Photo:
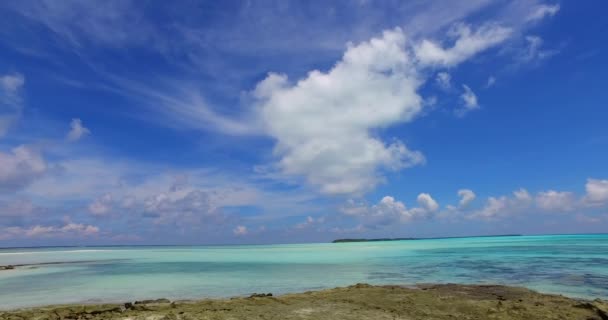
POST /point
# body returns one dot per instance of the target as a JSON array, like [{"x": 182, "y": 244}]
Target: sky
[{"x": 215, "y": 122}]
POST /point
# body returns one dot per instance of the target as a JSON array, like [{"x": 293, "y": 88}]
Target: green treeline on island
[{"x": 402, "y": 239}]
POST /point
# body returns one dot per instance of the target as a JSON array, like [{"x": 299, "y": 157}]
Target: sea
[{"x": 570, "y": 265}]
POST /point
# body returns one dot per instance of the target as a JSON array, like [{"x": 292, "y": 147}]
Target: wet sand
[{"x": 360, "y": 301}]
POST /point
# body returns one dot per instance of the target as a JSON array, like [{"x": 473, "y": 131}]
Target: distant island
[{"x": 402, "y": 239}]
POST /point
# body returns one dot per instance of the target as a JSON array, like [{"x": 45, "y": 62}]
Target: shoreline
[{"x": 360, "y": 301}]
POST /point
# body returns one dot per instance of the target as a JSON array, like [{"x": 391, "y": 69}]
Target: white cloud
[
  {"x": 322, "y": 123},
  {"x": 69, "y": 230},
  {"x": 20, "y": 167},
  {"x": 240, "y": 231},
  {"x": 597, "y": 192},
  {"x": 503, "y": 206},
  {"x": 10, "y": 100},
  {"x": 101, "y": 206},
  {"x": 310, "y": 222},
  {"x": 77, "y": 130},
  {"x": 541, "y": 11},
  {"x": 555, "y": 200},
  {"x": 466, "y": 197},
  {"x": 534, "y": 52},
  {"x": 467, "y": 43},
  {"x": 388, "y": 211},
  {"x": 491, "y": 82},
  {"x": 443, "y": 80},
  {"x": 427, "y": 202},
  {"x": 469, "y": 101}
]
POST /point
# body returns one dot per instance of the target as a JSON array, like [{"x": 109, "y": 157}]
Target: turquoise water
[{"x": 573, "y": 265}]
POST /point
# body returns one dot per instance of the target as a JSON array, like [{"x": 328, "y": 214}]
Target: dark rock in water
[
  {"x": 152, "y": 301},
  {"x": 439, "y": 302},
  {"x": 260, "y": 295}
]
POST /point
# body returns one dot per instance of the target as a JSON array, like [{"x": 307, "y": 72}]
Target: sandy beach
[{"x": 359, "y": 301}]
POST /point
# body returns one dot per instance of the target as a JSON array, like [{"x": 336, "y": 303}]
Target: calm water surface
[{"x": 573, "y": 265}]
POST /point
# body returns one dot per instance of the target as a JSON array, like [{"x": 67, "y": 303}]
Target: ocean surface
[{"x": 572, "y": 265}]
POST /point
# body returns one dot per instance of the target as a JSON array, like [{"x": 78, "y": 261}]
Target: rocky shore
[{"x": 360, "y": 301}]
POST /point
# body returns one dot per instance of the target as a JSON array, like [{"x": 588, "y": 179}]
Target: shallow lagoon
[{"x": 573, "y": 265}]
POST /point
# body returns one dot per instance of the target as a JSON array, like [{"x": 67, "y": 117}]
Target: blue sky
[{"x": 144, "y": 122}]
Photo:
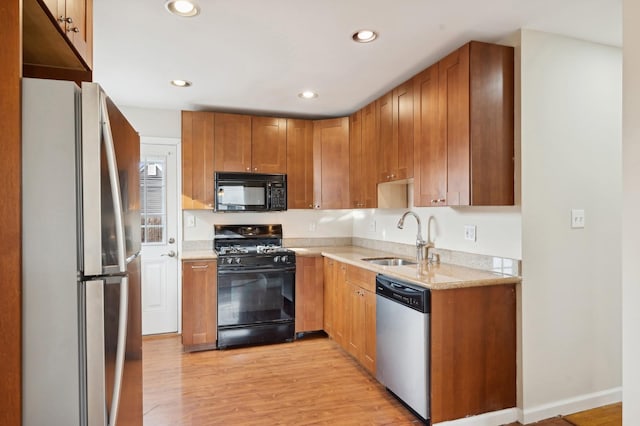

* * * * * * *

Transcribe all of the material exactly and leave out its pictures.

* _EXERCISE RESULT_:
Photo:
POST /point
# body returns one dot per instance of the target as a JSON array, like [{"x": 182, "y": 244}]
Target: sky
[{"x": 215, "y": 122}]
POST /point
# body returns one dot per instance of the target as a JSON array, like [{"x": 293, "y": 88}]
Target: green treeline on island
[{"x": 402, "y": 239}]
POST /point
# body returns one dot per instance of the target as a JSON array, like [{"x": 299, "y": 157}]
Target: sea
[{"x": 570, "y": 265}]
POST /point
# body returns one dot per instance of the target as a JSON array, like [{"x": 292, "y": 147}]
Target: wet sand
[{"x": 360, "y": 301}]
POST /point
# body returns one dot per instance of the target as a JSON array, like [{"x": 473, "y": 131}]
Target: distant island
[{"x": 402, "y": 239}]
POST /point
# body returns one dot per instance of the target as a JSON array, like [{"x": 45, "y": 62}]
Target: shoreline
[{"x": 360, "y": 301}]
POST /point
# body returns one dot per instance of the target as a JSON array, like [{"x": 391, "y": 69}]
Target: white cloud
[
  {"x": 322, "y": 123},
  {"x": 69, "y": 230},
  {"x": 20, "y": 167},
  {"x": 240, "y": 231},
  {"x": 597, "y": 192},
  {"x": 503, "y": 206},
  {"x": 10, "y": 100},
  {"x": 101, "y": 206},
  {"x": 310, "y": 222},
  {"x": 77, "y": 130},
  {"x": 541, "y": 11},
  {"x": 555, "y": 200},
  {"x": 466, "y": 197},
  {"x": 534, "y": 52},
  {"x": 467, "y": 43},
  {"x": 388, "y": 211},
  {"x": 491, "y": 82},
  {"x": 443, "y": 80},
  {"x": 427, "y": 202},
  {"x": 469, "y": 101}
]
POST /point
# body returns one dot per instance of the target as a JSON array, like [{"x": 109, "y": 157}]
Target: turquoise water
[{"x": 573, "y": 265}]
POST /point
# body returns one dot per instance of the target as a JSON array, like [{"x": 328, "y": 214}]
Target: dark rock in water
[
  {"x": 152, "y": 301},
  {"x": 439, "y": 302},
  {"x": 260, "y": 295}
]
POST /point
# body returns one dot per instance of the target as a JSON array, like [{"x": 307, "y": 72}]
Target: sandy beach
[{"x": 359, "y": 301}]
POST /point
# body returns one dot per instance of the target as a JSON array, like [{"x": 336, "y": 303}]
Target: calm water surface
[{"x": 573, "y": 265}]
POST /point
# body returns one dot per instance of the target as a JSON array, like [{"x": 67, "y": 303}]
Target: ocean surface
[{"x": 572, "y": 265}]
POST /point
# body returns one dot per instance of the target as a JSON array, like [{"x": 78, "y": 261}]
Target: rocky shore
[{"x": 360, "y": 301}]
POST /point
# body returns one dot per instance of the target as a JSON array, like [{"x": 588, "y": 179}]
Target: shallow lagoon
[{"x": 573, "y": 265}]
POST /point
# body returns one dot per instance of the target as a JSON array, like [{"x": 67, "y": 117}]
Target: blue sky
[{"x": 144, "y": 122}]
Photo:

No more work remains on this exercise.